[Dataset excerpts]
--*--
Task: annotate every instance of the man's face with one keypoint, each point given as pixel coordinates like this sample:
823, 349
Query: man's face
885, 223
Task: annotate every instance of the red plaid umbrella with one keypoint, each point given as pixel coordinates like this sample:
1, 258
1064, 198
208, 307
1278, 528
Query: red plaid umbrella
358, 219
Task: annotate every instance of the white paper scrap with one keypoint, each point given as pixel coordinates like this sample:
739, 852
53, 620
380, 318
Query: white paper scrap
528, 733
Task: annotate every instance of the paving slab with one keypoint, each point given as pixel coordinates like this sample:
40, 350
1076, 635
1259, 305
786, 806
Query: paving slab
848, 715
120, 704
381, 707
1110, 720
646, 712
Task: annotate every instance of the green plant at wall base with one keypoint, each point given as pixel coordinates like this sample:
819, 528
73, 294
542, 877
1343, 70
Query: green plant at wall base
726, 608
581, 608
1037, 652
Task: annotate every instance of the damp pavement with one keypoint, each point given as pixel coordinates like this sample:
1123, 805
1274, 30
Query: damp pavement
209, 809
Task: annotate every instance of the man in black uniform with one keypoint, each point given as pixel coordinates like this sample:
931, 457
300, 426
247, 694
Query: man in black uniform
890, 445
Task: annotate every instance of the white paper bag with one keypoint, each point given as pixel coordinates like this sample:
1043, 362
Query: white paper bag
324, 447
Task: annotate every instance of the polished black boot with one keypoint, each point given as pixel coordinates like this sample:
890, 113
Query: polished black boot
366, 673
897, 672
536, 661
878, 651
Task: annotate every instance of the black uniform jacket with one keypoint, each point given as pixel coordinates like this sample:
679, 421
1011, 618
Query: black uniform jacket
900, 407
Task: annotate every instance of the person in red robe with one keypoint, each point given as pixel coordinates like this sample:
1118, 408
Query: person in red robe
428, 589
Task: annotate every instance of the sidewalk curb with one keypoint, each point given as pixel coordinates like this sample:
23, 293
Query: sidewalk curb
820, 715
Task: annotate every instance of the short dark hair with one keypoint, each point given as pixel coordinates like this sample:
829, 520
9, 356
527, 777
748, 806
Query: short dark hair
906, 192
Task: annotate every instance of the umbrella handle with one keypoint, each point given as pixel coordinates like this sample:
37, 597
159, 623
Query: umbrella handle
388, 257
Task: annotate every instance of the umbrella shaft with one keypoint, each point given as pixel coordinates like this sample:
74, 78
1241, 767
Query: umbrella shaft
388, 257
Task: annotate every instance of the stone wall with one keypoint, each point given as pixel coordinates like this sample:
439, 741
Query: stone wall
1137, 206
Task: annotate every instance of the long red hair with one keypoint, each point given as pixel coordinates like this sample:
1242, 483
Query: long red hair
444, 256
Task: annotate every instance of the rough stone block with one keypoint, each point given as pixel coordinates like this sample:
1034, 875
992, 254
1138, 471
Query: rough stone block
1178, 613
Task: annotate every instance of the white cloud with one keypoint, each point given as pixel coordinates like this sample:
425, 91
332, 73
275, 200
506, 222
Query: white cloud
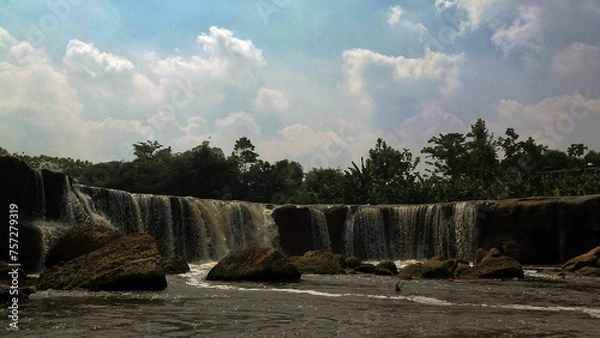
479, 11
271, 100
576, 59
85, 58
441, 68
306, 145
524, 33
393, 15
415, 131
238, 124
555, 121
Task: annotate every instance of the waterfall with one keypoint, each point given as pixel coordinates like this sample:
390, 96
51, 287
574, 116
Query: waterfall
365, 234
465, 218
193, 228
320, 231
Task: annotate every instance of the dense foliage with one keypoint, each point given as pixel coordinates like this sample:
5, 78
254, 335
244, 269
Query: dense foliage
459, 166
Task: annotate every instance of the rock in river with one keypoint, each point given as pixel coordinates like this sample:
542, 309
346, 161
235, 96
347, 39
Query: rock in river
255, 264
131, 262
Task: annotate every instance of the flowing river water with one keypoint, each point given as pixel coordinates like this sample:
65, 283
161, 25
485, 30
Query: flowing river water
352, 305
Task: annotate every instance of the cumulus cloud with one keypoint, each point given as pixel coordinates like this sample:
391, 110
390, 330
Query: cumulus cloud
440, 68
84, 57
238, 124
271, 100
578, 58
393, 15
415, 131
96, 104
302, 143
524, 33
556, 121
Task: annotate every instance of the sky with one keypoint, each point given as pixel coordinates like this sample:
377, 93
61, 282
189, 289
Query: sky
310, 81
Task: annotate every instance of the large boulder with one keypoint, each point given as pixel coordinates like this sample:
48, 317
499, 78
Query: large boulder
131, 262
255, 264
589, 259
351, 262
80, 240
494, 265
410, 271
366, 268
438, 267
174, 265
388, 265
319, 262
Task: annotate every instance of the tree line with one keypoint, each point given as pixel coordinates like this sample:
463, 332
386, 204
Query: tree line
458, 166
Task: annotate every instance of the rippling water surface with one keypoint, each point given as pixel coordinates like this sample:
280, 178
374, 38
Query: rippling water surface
323, 306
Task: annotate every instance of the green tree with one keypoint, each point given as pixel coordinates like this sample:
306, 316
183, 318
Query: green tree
448, 154
243, 153
321, 186
393, 173
577, 150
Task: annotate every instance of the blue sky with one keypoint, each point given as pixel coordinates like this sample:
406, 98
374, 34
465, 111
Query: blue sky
312, 81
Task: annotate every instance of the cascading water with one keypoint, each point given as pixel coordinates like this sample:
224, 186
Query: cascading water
411, 231
193, 228
320, 231
365, 234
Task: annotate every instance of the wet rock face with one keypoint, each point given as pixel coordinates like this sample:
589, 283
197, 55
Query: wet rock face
255, 264
542, 230
319, 262
80, 240
175, 265
587, 264
493, 265
131, 262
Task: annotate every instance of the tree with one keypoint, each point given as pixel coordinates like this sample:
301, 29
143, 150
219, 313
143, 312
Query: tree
149, 150
357, 183
274, 183
243, 153
482, 157
321, 186
449, 154
392, 173
577, 150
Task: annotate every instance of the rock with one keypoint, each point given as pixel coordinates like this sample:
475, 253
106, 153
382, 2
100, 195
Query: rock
80, 240
590, 258
365, 268
352, 262
460, 268
318, 262
493, 265
131, 262
492, 253
380, 271
255, 264
438, 267
174, 265
479, 254
588, 271
388, 265
6, 295
5, 269
410, 271
540, 230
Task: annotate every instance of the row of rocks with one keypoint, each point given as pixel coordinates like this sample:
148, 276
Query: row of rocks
267, 264
92, 257
488, 264
587, 264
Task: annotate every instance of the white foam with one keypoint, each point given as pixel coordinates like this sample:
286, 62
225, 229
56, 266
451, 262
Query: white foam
198, 274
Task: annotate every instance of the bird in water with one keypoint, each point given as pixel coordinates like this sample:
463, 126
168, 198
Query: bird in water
399, 288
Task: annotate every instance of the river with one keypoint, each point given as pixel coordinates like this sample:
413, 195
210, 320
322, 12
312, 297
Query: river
323, 306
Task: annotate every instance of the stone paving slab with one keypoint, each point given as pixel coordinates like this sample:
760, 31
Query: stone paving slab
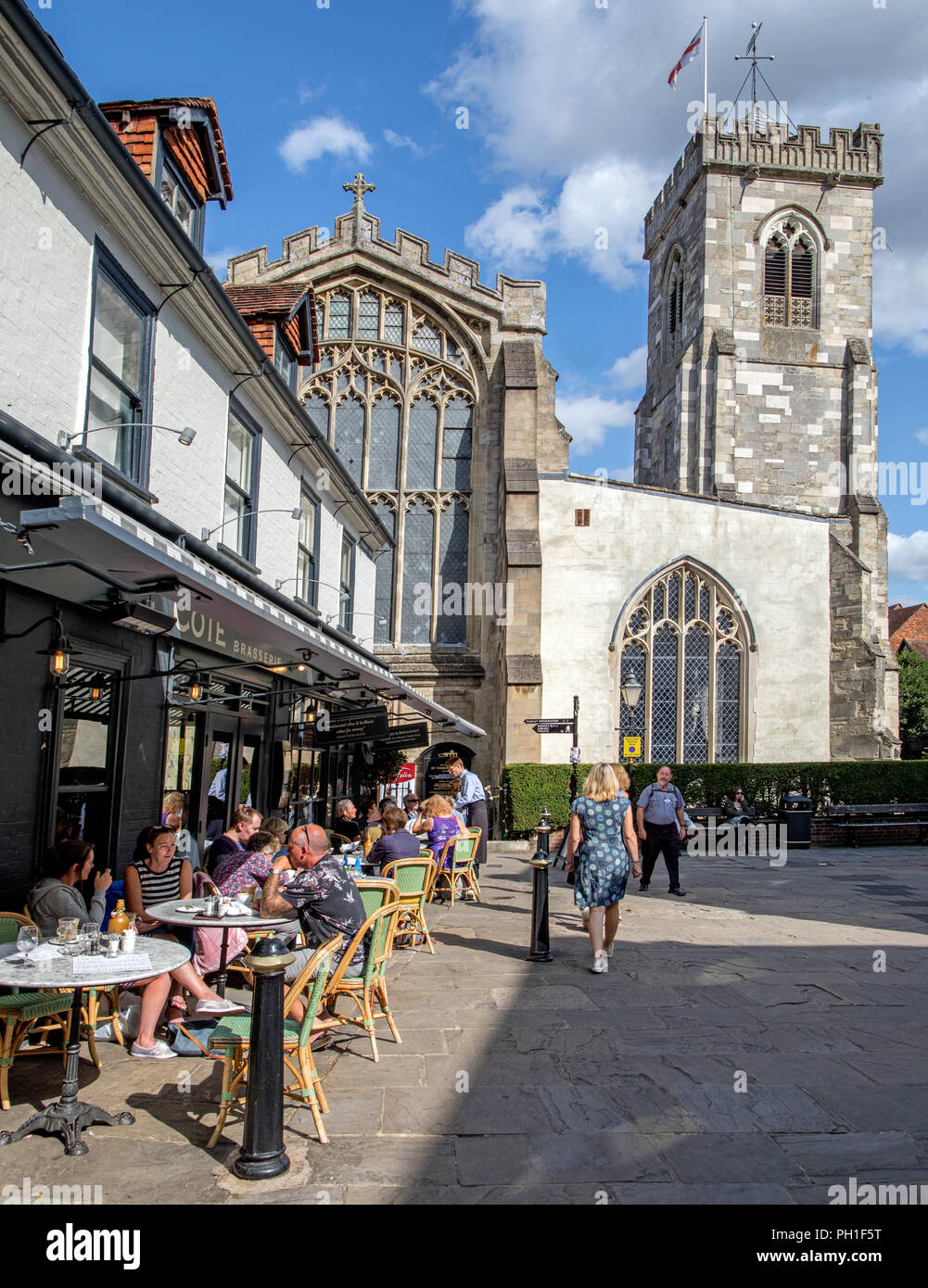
581, 1089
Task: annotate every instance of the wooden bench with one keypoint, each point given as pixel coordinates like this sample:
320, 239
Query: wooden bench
860, 816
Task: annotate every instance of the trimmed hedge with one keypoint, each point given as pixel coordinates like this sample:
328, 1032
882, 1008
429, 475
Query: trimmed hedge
530, 789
--*--
## WHAT IS EXPECTED
Copy the data verbatim, skipping any image it holds.

## EXERCISE ANSWER
Task: annotate every instance of the man's face with one keypoint, each point given as pixel coordinates like this sample:
823, 349
Query: man's face
885, 223
Task: annotate every instance of the red plaid umbrella with one keypoint, each point given as pixel coordinates like this sample:
1, 258
1064, 198
208, 307
1278, 528
Query: red plaid umbrella
358, 219
Task: annotate every instance of the white paper scrap with one keypoint, each point given as pixel coordinates like this sample:
739, 852
53, 620
380, 318
Query: white paper scrap
528, 733
Task: annotate every instance of the paving slab with one keypoint, each point given as pixel coordinates like this sample:
40, 350
1076, 635
1259, 305
786, 806
Query: paving slab
848, 715
120, 704
381, 707
1110, 720
646, 712
Task: annotate every instance of the green plant at wall base with one keypoint, each point given as pixel coordinates like this sample:
819, 528
73, 294
542, 877
1343, 70
Query: green plant at wall base
726, 608
581, 608
1037, 652
Task: annotate every instance of the damp pavement with one keypoint, each point given as pixel coordinates like this sample:
1123, 805
1274, 30
Query: damp pavement
209, 809
Task: annotate every instance of the man in black uniform with one keypoint, each point given as pixel coordinates like this sample:
931, 457
300, 426
247, 694
Query: man in black uniform
890, 445
Task: annotate every instance of the white paper bag with one keypoint, each point given as pixel coordinates like this sample:
1043, 362
Query: white paper bag
324, 447
Task: annotate every instance of the polished black boot with one keypoint, each point given as pixel coordinates like this sample:
890, 113
Query: polished black boot
366, 673
897, 672
536, 661
878, 651
Task: annotate every instance of the black uniform jacket with one keypoint, each point given as pixel coordinates like this sample:
679, 421
1011, 618
Query: black uniform jacket
900, 407
Task: annotate every instance of the person in red robe with one keypoint, each point given as pixel coordinates like this sample:
1118, 408
Query: person in red robe
428, 589
Task: annotate every instance of the sidewalk curb with one keypoint, each point given as pixel coordinates like this sample:
23, 293
Query: sidewalk curb
820, 715
Task: annotate every instance of the short dark hair with one keypoint, each point given as pixel coordinates like this sample:
829, 520
9, 356
527, 777
748, 806
Query: short dark hair
906, 192
Task: annotate every instance of the umbrella handle with one keypoint, each point given as pixel coordinates like this sample:
37, 597
159, 623
Query: umbrella handle
388, 257
Task: annotate every instance of the umbrella shaft with one keypoint, each point given as pixel coordinates like this sample:
74, 78
1241, 767
Query: umbrella shaft
388, 257
Task: annotate every instance of the stone wall with one keypoint, each point given as pixel coordinates like this sample:
439, 741
Query: stone wall
1137, 206
Task: annotate every instance of the long red hair with one keypoint, each point given as pixel coordinates like this sample:
1242, 483
Query: long red hair
444, 256
Task: annotate every instance of the rough stone block with one keypoint, each point given as pixel coordinates like this sample:
1034, 875
992, 254
1138, 471
Query: rough stone block
1178, 613
Task: annotate every instance of the white cloud with one keypoint, each point given as pixel coordinates like this sample:
425, 91
332, 73
275, 200
506, 222
Query: white cloud
479, 11
271, 100
576, 59
85, 58
441, 68
306, 145
524, 33
393, 15
415, 131
238, 124
555, 121
Task: annotate every instance of the waterfall with one keypoint, each point given as pixel coordinates like this sample:
390, 96
51, 287
574, 116
Query: waterfall
365, 234
465, 218
193, 228
320, 231
Task: annotate every instance of the dense foliage with one keypoint, each point given as pixel coordinates like this sample:
5, 78
254, 335
244, 269
Query: dense foliage
459, 166
Task: annotate every instance of the rock in river with one keypoint, each point given as pixel coordinates like this sample:
542, 309
346, 161
235, 96
347, 39
Query: rock in river
255, 264
131, 262
Task: annotate every instance of the flowing river water with one keypoint, each point given as pixel coordinates like this sample:
65, 283
161, 25
485, 30
Query: flowing river water
352, 305
Task: annotate every instance of the cumulus cloud with one keypoint, each point given as pixel coordinates like this sample:
391, 110
390, 330
Query: cumulus cloud
440, 68
84, 57
238, 124
271, 100
578, 58
393, 15
415, 131
96, 104
302, 143
524, 33
556, 121
Task: annotate every instance of the sky with one keypoint, each point given as pixel coordinates like this sample:
377, 93
61, 282
189, 289
Query: sky
310, 81
Task: annotate every instance of the large boulder with one keypoint, each point given as pixel coordinates like this sample:
48, 317
499, 78
Query: large boulder
131, 262
255, 264
589, 259
351, 262
80, 240
494, 265
410, 271
366, 268
438, 267
174, 265
388, 265
319, 262
Task: annotate every instance of the tree line with one keypoint, each point given as pixel coordinates like this sample:
463, 332
386, 204
Query: tree line
458, 166
Task: annotate every instance of the rippling water surface with one keypoint, each point given as pixel coordinates like this sample:
280, 178
374, 38
Query: rippling water surface
323, 306
Task: annotate every instance of the green tree with one keypoint, each point given as pixel coordinates like this sample:
306, 316
183, 318
Query: green tree
448, 154
243, 153
321, 186
393, 173
577, 150
Task: annotate every instance of the blue sky with one keypoint, each point given as pixel coordinates like this sample:
406, 98
374, 34
465, 111
Query: blue sky
312, 81
Task: annotate every instance of the cascading water with one keypoint, each point given as pixel coordinates like this sample:
224, 186
Query: cascading water
411, 231
193, 228
320, 231
365, 234
Task: annotate every instance of the wet rock face with one keypoint, each point given as pixel coordinates like this sample:
589, 283
197, 55
Query: wet rock face
255, 264
542, 230
319, 262
80, 240
175, 265
587, 264
493, 265
131, 262
Task: annotate every instance of the tree with one keypoint, each point given as pixel coordinates like this sample:
301, 29
143, 150
219, 313
143, 312
Query: tree
149, 150
357, 183
274, 183
243, 153
482, 157
321, 186
449, 154
392, 173
577, 150
Task: annotate every instance of the rock with one keypoint, each point given as pixel coordinates like this sample:
475, 253
106, 153
382, 2
100, 195
Query: rock
80, 240
590, 258
365, 268
352, 262
460, 268
318, 262
493, 265
131, 262
492, 253
380, 271
255, 264
438, 267
174, 265
479, 254
588, 271
388, 265
6, 295
5, 269
410, 271
540, 230
Task: annotate every instance of the row of rocks with one keypoint, each point given as pixel coordinates like this sample:
148, 276
Query: row of rocks
267, 264
92, 257
488, 264
587, 264
Task: annotate every instance of the white foam with one keypoint, each point given as pixel coordinates like this sample:
286, 62
225, 229
56, 266
451, 262
Query: white foam
198, 274
Task: annotate every instance of the bird in water with one keypoint, each point given as pixel coordinates like this sample:
463, 126
168, 198
Query: bird in water
399, 288
Task: annotate every instance of the river with one keypoint, each point given as pixel coordinates like this sample:
413, 195
210, 320
322, 12
312, 297
Query: river
323, 306
Task: annotate every instance of the stone paving slab with one keypoint, each point given as pixel coordinates like this sample:
760, 31
Query: stone paving slab
581, 1089
Task: annotate every instance of the wooden bench with one keypoint, each point given as pixel coordinates like this sample:
320, 239
Query: wooden bench
860, 816
Task: annotate every instance of the trimmed hedge with one keypoint, each point given as pixel coordinates like this sample:
328, 1032
882, 1008
429, 475
Query: trimmed hedge
530, 789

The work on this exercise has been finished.